**Exercise goal**
Copy each entry as it stands, leaving nothing out.

**Dataset rows**
>>>

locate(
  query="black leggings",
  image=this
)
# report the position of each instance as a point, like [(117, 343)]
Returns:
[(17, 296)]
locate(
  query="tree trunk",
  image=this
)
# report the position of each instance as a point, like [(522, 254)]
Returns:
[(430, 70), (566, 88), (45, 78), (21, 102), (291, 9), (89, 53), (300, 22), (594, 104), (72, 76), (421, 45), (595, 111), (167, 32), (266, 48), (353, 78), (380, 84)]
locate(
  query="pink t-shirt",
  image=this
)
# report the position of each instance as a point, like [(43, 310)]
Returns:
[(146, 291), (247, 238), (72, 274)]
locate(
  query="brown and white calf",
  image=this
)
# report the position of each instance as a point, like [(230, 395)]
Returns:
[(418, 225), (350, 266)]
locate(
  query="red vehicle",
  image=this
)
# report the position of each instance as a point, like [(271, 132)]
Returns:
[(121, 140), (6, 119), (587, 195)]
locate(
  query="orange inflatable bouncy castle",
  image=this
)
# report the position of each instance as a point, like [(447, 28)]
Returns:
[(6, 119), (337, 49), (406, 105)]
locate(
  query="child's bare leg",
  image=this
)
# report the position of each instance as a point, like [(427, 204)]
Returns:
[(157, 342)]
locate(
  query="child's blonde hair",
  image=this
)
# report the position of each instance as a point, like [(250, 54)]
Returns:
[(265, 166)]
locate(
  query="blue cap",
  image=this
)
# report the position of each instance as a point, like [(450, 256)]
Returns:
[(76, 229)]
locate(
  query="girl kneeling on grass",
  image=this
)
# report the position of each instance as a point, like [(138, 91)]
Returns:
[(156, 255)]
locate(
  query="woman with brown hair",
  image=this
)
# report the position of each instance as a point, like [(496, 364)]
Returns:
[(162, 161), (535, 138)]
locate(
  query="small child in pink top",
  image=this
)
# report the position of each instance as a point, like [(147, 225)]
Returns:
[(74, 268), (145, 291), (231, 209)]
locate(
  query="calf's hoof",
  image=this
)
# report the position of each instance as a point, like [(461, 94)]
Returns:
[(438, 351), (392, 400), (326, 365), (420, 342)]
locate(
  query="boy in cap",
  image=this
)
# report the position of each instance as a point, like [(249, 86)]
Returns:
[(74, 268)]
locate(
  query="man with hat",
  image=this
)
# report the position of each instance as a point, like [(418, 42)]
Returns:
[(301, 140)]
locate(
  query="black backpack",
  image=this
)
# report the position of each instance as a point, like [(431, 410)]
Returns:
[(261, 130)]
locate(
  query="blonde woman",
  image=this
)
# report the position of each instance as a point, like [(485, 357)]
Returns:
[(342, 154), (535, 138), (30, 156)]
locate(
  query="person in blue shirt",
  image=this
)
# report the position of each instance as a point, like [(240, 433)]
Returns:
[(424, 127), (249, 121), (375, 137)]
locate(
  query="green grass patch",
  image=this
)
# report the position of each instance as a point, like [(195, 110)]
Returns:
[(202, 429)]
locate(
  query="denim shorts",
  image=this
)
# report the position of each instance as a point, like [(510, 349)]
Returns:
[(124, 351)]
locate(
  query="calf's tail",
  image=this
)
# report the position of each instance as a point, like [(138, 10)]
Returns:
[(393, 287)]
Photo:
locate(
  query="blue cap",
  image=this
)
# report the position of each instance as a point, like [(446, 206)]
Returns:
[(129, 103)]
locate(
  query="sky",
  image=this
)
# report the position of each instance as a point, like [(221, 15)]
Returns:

<<<

**Solution**
locate(
  query="black leggings",
  image=this
)
# report the position of each instance as a point, like [(117, 343)]
Returns:
[(17, 296)]
locate(
  query="tree trunk",
  image=this
)
# report the position of each instance as a point, like [(522, 254)]
Returns:
[(430, 70), (566, 88), (45, 78), (21, 102), (291, 9), (89, 53), (300, 22), (594, 104), (72, 76), (421, 45), (595, 111), (167, 32), (266, 48), (353, 78), (380, 84)]
locate(
  query="pink t-shirt",
  image=this
)
# report the position of each instance as a point, like [(43, 310)]
Returns:
[(146, 291), (247, 238), (72, 274)]
locate(
  query="brown and white calf",
  image=this
)
# report the position of each instance as a point, like [(230, 395)]
Returns:
[(418, 225), (350, 266)]
locate(
  query="red vehicle",
  image=this
)
# report the position of each instance as a point, like [(271, 132)]
Returns:
[(121, 140), (6, 119), (587, 195)]
locate(
  query="orange inflatable bouncy castle",
  image=this
)
# report the position of each instance as a point, like [(447, 28)]
Returns:
[(6, 119), (337, 49), (406, 105)]
locate(
  query="child's bare leg",
  image=this
)
# report the position of each instance as a point, like [(427, 204)]
Returns:
[(157, 342)]
locate(
  query="child's blonde hair",
  image=this
)
# report the position of each instance as a point, like [(250, 54)]
Returns:
[(265, 166)]
locate(
  query="blue cap",
  image=this
)
# report the position of each instance as a point, like [(450, 256)]
Returns:
[(76, 229)]
locate(
  query="girl kneeling on grass",
  image=this
)
# report the position of each instance as a point, like [(138, 91)]
Returns:
[(156, 255)]
locate(
  query="woman with brown hair",
  image=this
)
# report the position of each instance as a point, like [(496, 364)]
Returns:
[(162, 161), (535, 138)]
locate(
  query="small child in pink top",
  image=this
)
# report the position of each instance as a point, like [(147, 225)]
Returns:
[(74, 268), (145, 291), (231, 209)]
locate(
  query="calf's hoof",
  image=this
)
# report the position of each instance as a point, like [(461, 94)]
Returns:
[(438, 351), (392, 400), (326, 365), (420, 342)]
locate(
  query="boy in cap",
  image=this
)
# report the position of each instance as a point, like [(249, 86)]
Returns:
[(74, 268)]
locate(
  query="man with hat",
  image=this
)
# report the position of each instance as a point, like [(418, 42)]
Returns:
[(301, 140)]
locate(
  query="black backpack",
  image=this
)
# report the position of each instance as a point, like [(431, 410)]
Returns:
[(261, 130)]
locate(
  query="blonde woman",
  image=this
)
# report the position of each instance as a point, like [(485, 357)]
Returns:
[(342, 154), (535, 138), (30, 156)]
locate(
  query="person in blue shirt",
  image=this
)
# report the position of each instance as a point, like [(240, 433)]
Returns:
[(424, 127), (249, 121), (375, 137)]
locate(
  query="green grass patch",
  image=this
)
# report the position of each instance as a point, like [(195, 110)]
Returns:
[(202, 429)]
locate(
  query="denim shorts",
  image=this
)
# report the position of each instance as a point, like [(510, 349)]
Returns:
[(124, 351)]
locate(
  query="calf's tail",
  image=this
)
# report the position of each instance as a point, like [(138, 10)]
Returns:
[(393, 287)]
Photo:
locate(
  query="blue cap",
  image=this
)
# report the position of each instance as a point, like [(446, 206)]
Returns:
[(129, 103)]
locate(
  query="sky",
  image=this
)
# report the position of each instance as a point, like [(221, 15)]
Returns:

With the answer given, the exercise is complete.